_TAREFAS DO EXERCÍCIO_:
1 - Diga se cada afirmação abaixo está de acordo com o texto de origem, respondendo sim ou não e citando as palavras do texto que decidem: (a) o governador já trabalhou como apresentador de TV; (b) o governador manteve sua posição mesmo com a pressão; (c) os indígenas estão acampados na porta do Congresso Nacional.
2 - Copie todas as frases do texto de origem que trazem a palavra "pressão" ou alguma forma do verbo "pressionar".

_TEXTO DE ORIGEM_:
Dois dos locais escolhidos foram a TV onde o governador trabalhou enquanto apresentador e a sua casa. A pressão deu certo e ele voltou atrás. Atualmente, temos milhares de representantes de povos indígenas acampados na porta do Supremo Tribunal Federal (STF) para pressionar os ministros para derrubarem a tese do chamado Marco Temporal.
Onde eu quero chegar? Se esses manifestantes do dia 07 realmente tivessem interesse em pressionar pela renúncia de ministros ou parlamentares, iriam durante as sessões das casas. Ou até nas casas deles. Não que isso seja correto, claro. Mas mostra que a coragem de brigar pelo presidente vai até onde é confortável e cômodo.
Motivar militares?

_MATERIAL COLETADO_:
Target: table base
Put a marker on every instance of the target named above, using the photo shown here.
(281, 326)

_RESULTADOS ESPERADOS_:
1 -
(a) Sim: "a TV onde o governador trabalhou enquanto apresentador"
(b) Não: "A pressão deu certo e ele voltou atrás."
(c) Não: "acampados na porta do Supremo Tribunal Federal (STF)"

2 -
1. "A pressão deu certo e ele voltou atrás."
2. "Atualmente, temos milhares de representantes de povos indígenas acampados na porta do Supremo Tribunal Federal (STF) para pressionar os ministros para derrubarem a tese do chamado Marco Temporal."
3. "Se esses manifestantes do dia 07 realmente tivessem interesse em pressionar pela renúncia de ministros ou parlamentares, iriam durante as sessões das casas."